Et d’un point de vue étymologique, si l’on se penche sur les racines digitales et numériques, quels indices supplémentaires nous donnent ces mots? L’adjectif digital signifie «qui appartient aux doigts, se rapporte aux doigts». Il tient son origine du latin digitalis, «qui a l’épaisseur d’un doigt», lui-même dérivé de digitus, «doigt». Numérique, quant à lui, est issu du latin numerus, «qui est relatif aux nombres». Dans son sens le plus commun, il désigne tout ce qui fait appel à des systèmes électroniques basés sur le langage binaire.
L’un ne va pas sans l’autre
Le numérique se réfère généralement au fait de traiter de l’information sous forme de données chiffrées. Tandis que digital est souvent utilisé pour désigner des phénomènes liés à l’ère du numérique, tels que la digitalisation des entreprises ou encore le marketing digital. Mohamed Dachour, résume cela plus simplement. La numérisation ferait référence au fait de mettre en ligne, de «numériser» des données qui étaient alors accessibles uniquement au format physique, c’est-à-dire un livre par exemple. La digitalisation serait quant à elle plus liée à l’exploitation de ces données en ligne. De ce fait, l’un ne va pas sans l’autre. Sans numérisation au préalable, la digitalisation n’existerait pas. «La numérisation, c’est la porte d’entrée vers la digitalisation», résume-t-il simplement.
Une «guéguerre» vaine?
Ce simple questionnement sur le réel sens de ces mots peut parfois engendrer des désaccords. Une lutte chronophage, qui n’est pas au goût de tous les professionnels du milieu.
Rachid Guerraoui, informaticien, professeur à la prestigieuse École Polytechnique de Lausanne en Suisse (EPFL), où il dirige le laboratoire d’algorithmique distribuée, est las de ces débats sans fin. Cette «guéguerre sur les mots» ne serait qu’une perte de temps, selon lui. Sa définition de la digitalisation est la suivante: «C’est l’informatisation d’un processus de travail». «Digitalisation, numérisation… Tous ces termes veulent dire la même chose: traiter des éléments par le biais d’ordinateurs».
En 2021, la commission d’enrichissement de la langue française a publié un rapport dans lequel elle déclare que «digital» se traduit bien en français par «numérique».
Digital: Un mot «cache-misère» pour certaines écoles
Comme tous ces anglissimes qui débarquent du jour au lendemain sur le marché, et deviennent le leitmotiv de tout entrepreneur qui se respecte, le mot digital peut parfois sembler être une vaste «fumisterie». Certaines écoles peuvent user de ce mot mal compris par beaucoup, mais qui semble très professionnel, pour donner un coup de neuf aux noms de leurs formations. Cela a pour effet de les rendre plus attractives. En témoignage par exemple les nombreuses formations en marketing digital, qui font légions en France, et qui au final sont très similaires aux formations en marketing classique. Il convient alors encore une fois de ne pas se fier aveuglément à de simples mentions, qui, il faut le dire, suivent parfois des tendances et ne sont en aucun cas gage d’une qualité ou d’une différence.

■ **Données sources**
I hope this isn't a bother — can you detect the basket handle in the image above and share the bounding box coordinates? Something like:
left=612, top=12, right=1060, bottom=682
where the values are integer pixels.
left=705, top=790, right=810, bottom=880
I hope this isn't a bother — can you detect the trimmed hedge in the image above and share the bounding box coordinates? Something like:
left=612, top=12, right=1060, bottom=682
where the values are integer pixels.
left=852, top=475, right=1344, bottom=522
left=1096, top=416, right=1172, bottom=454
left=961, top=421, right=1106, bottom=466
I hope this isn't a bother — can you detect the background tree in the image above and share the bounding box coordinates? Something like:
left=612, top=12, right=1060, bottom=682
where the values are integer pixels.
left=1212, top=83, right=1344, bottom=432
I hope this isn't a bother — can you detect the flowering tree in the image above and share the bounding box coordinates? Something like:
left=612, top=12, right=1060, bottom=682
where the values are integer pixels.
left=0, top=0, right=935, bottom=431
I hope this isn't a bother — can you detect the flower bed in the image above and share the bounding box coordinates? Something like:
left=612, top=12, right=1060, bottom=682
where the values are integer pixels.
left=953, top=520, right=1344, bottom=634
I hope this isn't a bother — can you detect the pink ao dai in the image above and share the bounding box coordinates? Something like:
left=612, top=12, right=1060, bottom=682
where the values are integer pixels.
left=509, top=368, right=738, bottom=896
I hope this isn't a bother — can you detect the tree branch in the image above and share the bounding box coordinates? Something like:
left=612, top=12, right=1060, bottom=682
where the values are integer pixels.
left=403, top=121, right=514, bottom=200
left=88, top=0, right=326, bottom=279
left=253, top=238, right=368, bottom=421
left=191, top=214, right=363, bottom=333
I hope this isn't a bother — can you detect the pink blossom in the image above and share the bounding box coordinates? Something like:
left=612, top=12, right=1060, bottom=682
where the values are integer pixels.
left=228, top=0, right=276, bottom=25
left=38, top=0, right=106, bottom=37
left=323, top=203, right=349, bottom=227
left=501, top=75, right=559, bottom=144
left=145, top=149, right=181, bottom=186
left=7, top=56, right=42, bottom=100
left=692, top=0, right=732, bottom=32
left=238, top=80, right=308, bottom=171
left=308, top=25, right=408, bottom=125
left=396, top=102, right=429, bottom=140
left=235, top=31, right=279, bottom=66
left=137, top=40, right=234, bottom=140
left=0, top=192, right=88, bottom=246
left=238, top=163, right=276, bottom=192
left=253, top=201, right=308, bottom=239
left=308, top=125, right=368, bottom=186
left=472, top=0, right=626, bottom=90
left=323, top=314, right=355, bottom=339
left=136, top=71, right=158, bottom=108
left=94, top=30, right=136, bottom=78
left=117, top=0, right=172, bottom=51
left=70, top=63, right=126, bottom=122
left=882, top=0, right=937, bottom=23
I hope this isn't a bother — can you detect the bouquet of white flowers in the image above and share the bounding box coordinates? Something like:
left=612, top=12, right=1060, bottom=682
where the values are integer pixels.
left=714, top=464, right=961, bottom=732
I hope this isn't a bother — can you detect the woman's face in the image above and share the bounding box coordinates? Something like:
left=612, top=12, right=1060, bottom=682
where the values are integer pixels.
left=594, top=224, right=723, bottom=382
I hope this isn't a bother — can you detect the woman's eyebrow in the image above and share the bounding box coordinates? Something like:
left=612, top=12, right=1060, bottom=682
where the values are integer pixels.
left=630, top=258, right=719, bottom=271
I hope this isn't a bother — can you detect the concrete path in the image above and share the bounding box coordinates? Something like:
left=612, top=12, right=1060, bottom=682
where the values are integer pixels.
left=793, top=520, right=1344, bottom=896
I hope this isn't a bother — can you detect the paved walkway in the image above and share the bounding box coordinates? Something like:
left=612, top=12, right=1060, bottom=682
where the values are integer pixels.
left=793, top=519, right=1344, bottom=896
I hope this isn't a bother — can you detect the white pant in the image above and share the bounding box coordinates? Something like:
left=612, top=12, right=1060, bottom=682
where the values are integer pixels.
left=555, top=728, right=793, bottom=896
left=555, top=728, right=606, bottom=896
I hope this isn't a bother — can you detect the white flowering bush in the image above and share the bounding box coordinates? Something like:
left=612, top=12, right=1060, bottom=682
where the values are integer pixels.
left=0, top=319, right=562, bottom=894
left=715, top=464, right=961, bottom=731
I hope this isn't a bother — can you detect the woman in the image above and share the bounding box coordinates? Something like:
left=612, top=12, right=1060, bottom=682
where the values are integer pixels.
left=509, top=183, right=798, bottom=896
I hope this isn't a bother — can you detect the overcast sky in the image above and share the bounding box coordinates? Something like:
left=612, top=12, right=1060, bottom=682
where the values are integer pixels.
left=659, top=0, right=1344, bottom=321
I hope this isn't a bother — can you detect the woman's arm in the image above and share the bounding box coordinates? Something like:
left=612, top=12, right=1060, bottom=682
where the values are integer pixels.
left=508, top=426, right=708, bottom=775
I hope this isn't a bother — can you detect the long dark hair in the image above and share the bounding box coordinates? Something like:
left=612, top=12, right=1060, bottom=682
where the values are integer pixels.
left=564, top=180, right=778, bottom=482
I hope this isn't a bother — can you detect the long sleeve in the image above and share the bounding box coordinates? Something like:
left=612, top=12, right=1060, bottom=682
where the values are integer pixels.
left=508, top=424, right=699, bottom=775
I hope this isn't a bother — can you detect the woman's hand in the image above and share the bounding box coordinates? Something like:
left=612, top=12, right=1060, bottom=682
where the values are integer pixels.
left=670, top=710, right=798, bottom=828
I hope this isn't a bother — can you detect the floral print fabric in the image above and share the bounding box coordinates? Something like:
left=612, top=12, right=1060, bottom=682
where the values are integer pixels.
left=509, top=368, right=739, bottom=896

■ **Exercices à traiter**
- a) Recopiez le passage de l'extrait qui va de «Ce simple questionnement» jusqu'à «professionnels du milieu.» inclus, en remplaçant «désaccords» par «disputes».
- b) Les affirmations suivantes sont-elles conformes à l'extrait ? Répondez par oui ou par non et citez à chaque fois les mots du texte qui le montrent.
(i) Le mot «digitalis» est lui-même dérivé du latin «digitus», qui veut dire «doigt».
(ii) D'après Mohamed Dachour, la digitalisation pourrait exister sans numérisation.
(iii) La commission d'enrichissement de la langue française a publié son rapport en 2021.
- c) Relevez tous les mots latins cités dans l'extrait.

■ **Réponses aux exercices**
- a)
Ce simple questionnement sur le réel sens de ces mots peut parfois engendrer des disputes. Une lutte chronophage, qui n’est pas au goût de tous les professionnels du milieu.

- b)
(i) Oui : «Il tient son origine du latin digitalis, «qui a l’épaisseur d’un doigt», lui-même dérivé de digitus, «doigt».»
(ii) Non : «Sans numérisation au préalable, la digitalisation n’existerait pas.»
(iii) Oui : «En 2021, la commission d’enrichissement de la langue française a publié un rapport»

- c) digitalis, digitus, numerus